What you have to do: In the records below, find the line that contains "eyebrow in the photo above.", then transcribe it and every later line exactly, stopping at the final line.

Data listing:
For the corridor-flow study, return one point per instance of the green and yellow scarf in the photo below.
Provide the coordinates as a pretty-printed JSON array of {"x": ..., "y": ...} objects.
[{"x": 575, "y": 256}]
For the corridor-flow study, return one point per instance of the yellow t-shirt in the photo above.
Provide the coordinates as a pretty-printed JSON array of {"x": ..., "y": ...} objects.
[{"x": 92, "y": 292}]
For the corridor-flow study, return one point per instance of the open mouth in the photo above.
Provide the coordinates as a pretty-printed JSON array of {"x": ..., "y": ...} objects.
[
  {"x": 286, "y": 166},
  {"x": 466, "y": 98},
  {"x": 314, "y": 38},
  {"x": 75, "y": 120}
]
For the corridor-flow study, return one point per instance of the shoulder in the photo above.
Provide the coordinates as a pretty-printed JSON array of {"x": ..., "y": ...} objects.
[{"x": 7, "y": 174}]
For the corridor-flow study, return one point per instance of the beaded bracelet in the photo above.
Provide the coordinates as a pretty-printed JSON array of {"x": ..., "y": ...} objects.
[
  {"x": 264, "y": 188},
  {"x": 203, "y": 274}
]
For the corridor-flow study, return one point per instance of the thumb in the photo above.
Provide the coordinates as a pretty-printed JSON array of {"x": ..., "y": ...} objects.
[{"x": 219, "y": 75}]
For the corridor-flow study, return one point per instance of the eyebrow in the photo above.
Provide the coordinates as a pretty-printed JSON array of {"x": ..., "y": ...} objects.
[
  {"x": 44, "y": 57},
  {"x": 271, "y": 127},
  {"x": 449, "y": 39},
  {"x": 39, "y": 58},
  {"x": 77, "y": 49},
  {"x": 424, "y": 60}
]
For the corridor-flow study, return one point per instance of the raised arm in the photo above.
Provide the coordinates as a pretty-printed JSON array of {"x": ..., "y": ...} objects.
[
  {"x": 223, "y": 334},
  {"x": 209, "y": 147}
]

Output for this exercise:
For the corridor-flow study, return one point per instance of the eyebrow in the photo above.
Provide the coordinates as a pretty-printed JSON array of {"x": ..., "y": ...} objects.
[
  {"x": 44, "y": 57},
  {"x": 271, "y": 127},
  {"x": 449, "y": 39},
  {"x": 39, "y": 58},
  {"x": 77, "y": 49},
  {"x": 424, "y": 60}
]
For the corridor-flow study, return one point per instance of the raised arm in the photo above.
Provide the coordinates as a pretty-printed JSON array of {"x": ..., "y": ...} objects.
[
  {"x": 223, "y": 334},
  {"x": 209, "y": 147}
]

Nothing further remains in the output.